**Testo di lettura:**
########

Sul banco degli imputati di questo processo ci sono, come detto, l’imprenditore dei rifiuti Raffaele Del Prete e l’ex collaboratore della Lega in Regione Lazio, nonché responsabile elettorale per la lista “Noi con Salvini” alle elezioni comunali di Latina nel 2016, Emanuele Forzancollaboratore al momento, in Regione, del consigliere regionale di Forza Italia, Angelo Tripodi

I due imputati, Forzan e Del Prete, oggi come sempre presenti in Aula, furono arrestati il 13 luglio 2021 nell’ambito dell’inchiesta che ha portato alla contestazione del voto politico-mafioso riferibile alla campagna elettorale del 2016 a Latina (Comunali). L’imprenditore Raffaele Del Prete è accusato di aver dato soldi ad Agostino Riccardo, ex affiliato al Clan Di Silvio, oggi collaboratore di giustizia, in cambio di voti, attacchinaggio e visualizzazione dei manifesti elettorali in favore di Matteo Adinolfi (della lista “Noi con Salvini”), ex europarlamentare della Lega (fu eletto nel 2019) e, nel 2016, in corsa per diventare consigliere comunale. Carica che, alla fine, raggiunse con 449 voti. La posizione di Adinolfi, però, è stata archiviata definitivamente a ottobre 2022 per decisione della sezione Gip/Gup del Tribunale di Roma, su richiesta della stessa Procura/DDA di Roma.

########

**Materiale fornito:**
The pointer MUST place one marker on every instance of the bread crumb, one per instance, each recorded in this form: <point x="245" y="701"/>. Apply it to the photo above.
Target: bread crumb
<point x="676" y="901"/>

########

**Obiettivo A:** Riformuli sotto forma di elenco il paragrafo del testo sul processo che comincia con "I due imputati, Forzan e Del Prete", conservandone i fatti principali.
**Obiettivo B:** Prosegua il testo sul processo a partire dal punto in cui si interrompe.

**Risultato dell'esercizio A:**
- Forzan e Del Prete, imputati sempre presenti in Aula, furono arrestati il 13 luglio 2021.
- L'arresto avvenne nell'ambito dell'inchiesta sul voto politico-mafioso legato alla campagna elettorale per le Comunali di Latina del 2016.
- Del Prete è accusato di aver dato soldi ad Agostino Riccardo, ex affiliato al Clan Di Silvio e oggi collaboratore di giustizia, in cambio di voti, attacchinaggio e visualizzazione dei manifesti elettorali a favore di Matteo Adinolfi.
- Adinolfi, candidato della lista "Noi con Salvini" e poi europarlamentare della Lega eletto nel 2019, divenne consigliere comunale nel 2016 con 449 voti.
- La sua posizione è stata archiviata definitivamente a ottobre 2022 dalla sezione Gip/Gup del Tribunale di Roma, su richiesta della Procura/DDA di Roma.

**Risultato dell'esercizio B:**
Per l’accusa, Del Prete avrebbe dato a Riccardo circa 45mila euro. A costituire, secondo inquirenti e investigatori, il ruolo di collettore anche Emanuele Forzan. L’inchiesta fu portata a compimento da Direzione Distrettuale Antimafia di Roma e Squadra Mobile di Latina.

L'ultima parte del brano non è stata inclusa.